# [Your instructions]
Arrange the part of the listing below that opens with the line containing "point: long black" and closes with the line containing "column 135, row 44" as a Markdown table with the columns Row and Entry. Number each line in the Row column, put the line itself under Entry, and leave out any blank lines.

— begin —

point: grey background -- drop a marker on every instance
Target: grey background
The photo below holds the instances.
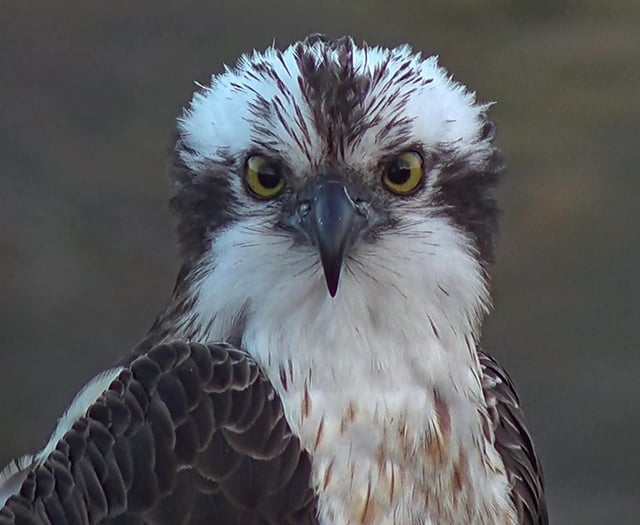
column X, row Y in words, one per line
column 88, row 96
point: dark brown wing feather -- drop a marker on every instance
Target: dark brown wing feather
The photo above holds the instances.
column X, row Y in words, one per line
column 514, row 444
column 187, row 434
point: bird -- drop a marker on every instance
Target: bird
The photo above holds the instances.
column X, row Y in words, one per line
column 319, row 361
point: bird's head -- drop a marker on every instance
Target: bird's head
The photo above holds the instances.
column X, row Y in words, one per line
column 329, row 166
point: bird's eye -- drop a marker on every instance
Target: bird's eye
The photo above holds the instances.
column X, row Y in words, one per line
column 404, row 174
column 264, row 177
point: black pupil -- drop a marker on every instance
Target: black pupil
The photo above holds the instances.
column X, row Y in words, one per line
column 269, row 177
column 399, row 173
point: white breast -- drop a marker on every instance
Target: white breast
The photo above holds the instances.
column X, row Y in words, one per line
column 381, row 383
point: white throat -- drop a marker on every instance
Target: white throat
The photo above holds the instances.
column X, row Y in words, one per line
column 373, row 377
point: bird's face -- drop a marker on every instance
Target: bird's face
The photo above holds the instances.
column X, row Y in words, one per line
column 328, row 165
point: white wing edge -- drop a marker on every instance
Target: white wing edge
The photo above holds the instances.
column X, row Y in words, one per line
column 14, row 474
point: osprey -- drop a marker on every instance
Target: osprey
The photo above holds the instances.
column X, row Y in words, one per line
column 319, row 360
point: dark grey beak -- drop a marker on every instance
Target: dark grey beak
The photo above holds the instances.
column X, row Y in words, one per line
column 333, row 223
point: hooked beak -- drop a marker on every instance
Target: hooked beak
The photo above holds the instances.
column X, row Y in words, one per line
column 333, row 222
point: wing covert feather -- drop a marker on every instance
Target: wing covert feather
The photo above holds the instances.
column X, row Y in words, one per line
column 186, row 434
column 513, row 443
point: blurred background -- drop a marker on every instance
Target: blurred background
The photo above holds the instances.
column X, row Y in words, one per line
column 90, row 91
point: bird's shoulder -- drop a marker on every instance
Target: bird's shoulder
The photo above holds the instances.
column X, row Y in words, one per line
column 513, row 442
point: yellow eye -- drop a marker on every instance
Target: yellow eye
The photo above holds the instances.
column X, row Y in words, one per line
column 263, row 177
column 404, row 174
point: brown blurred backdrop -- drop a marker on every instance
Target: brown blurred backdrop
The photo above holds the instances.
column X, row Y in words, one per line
column 88, row 96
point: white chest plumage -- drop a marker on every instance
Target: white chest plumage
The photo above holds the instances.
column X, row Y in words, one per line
column 381, row 383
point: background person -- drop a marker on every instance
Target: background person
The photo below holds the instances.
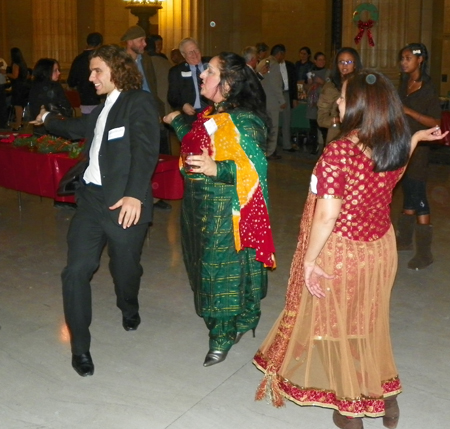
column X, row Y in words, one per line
column 18, row 75
column 184, row 81
column 3, row 109
column 317, row 78
column 345, row 63
column 47, row 91
column 303, row 65
column 423, row 110
column 331, row 345
column 79, row 75
column 226, row 236
column 275, row 102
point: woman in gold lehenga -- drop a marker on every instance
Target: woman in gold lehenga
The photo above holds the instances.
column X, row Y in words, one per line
column 330, row 346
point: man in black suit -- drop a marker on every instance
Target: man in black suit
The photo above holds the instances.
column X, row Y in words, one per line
column 184, row 80
column 115, row 199
column 288, row 74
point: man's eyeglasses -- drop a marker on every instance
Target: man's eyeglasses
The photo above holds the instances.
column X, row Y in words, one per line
column 192, row 53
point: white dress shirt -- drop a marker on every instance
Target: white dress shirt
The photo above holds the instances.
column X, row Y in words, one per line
column 283, row 71
column 92, row 173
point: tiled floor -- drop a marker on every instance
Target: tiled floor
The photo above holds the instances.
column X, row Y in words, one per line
column 153, row 378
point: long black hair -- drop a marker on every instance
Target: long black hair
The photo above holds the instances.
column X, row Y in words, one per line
column 336, row 77
column 243, row 88
column 419, row 50
column 373, row 108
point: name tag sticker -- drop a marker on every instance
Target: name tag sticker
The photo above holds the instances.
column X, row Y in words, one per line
column 313, row 184
column 211, row 126
column 116, row 133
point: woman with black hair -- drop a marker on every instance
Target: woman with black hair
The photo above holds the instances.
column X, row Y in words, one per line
column 226, row 236
column 47, row 91
column 422, row 107
column 18, row 74
column 331, row 345
column 346, row 62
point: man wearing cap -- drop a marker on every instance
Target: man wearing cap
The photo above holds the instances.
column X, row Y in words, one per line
column 135, row 44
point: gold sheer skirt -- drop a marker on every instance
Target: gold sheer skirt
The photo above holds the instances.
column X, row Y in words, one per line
column 336, row 352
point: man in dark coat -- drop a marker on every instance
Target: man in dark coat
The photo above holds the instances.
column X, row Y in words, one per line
column 184, row 80
column 115, row 199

— end —

# [The response]
| Row | Entry |
|---|---|
| 1 | point: long black hair -- drop a marker on every instance |
| 2 | Target: long black hair |
| 3 | The photo above holds the instances. |
| 4 | column X, row Y in words, one per line |
| 5 | column 336, row 77 |
| 6 | column 243, row 88 |
| 7 | column 419, row 50 |
| 8 | column 373, row 108 |
| 9 | point: name tag sticker -- drop a marker on every instance |
| 10 | Target: name tag sticker |
| 11 | The photo above holds the instances. |
| 12 | column X, row Y in words, one per line |
| 13 | column 313, row 184 |
| 14 | column 211, row 126 |
| 15 | column 116, row 133 |
| 16 | point: woman with black hair -- drop a marker on every instance |
| 17 | Target: woman with black hair |
| 18 | The photo above holds the instances. |
| 19 | column X, row Y in words, one per line |
| 20 | column 226, row 236 |
| 21 | column 47, row 91 |
| 22 | column 422, row 107 |
| 23 | column 18, row 74 |
| 24 | column 331, row 345 |
| 25 | column 346, row 62 |
| 26 | point: man wearing cap -- drop a marker on every instance |
| 27 | Target: man wearing cap |
| 28 | The photo above holds the instances. |
| 29 | column X, row Y in words, one per line |
| 30 | column 135, row 44 |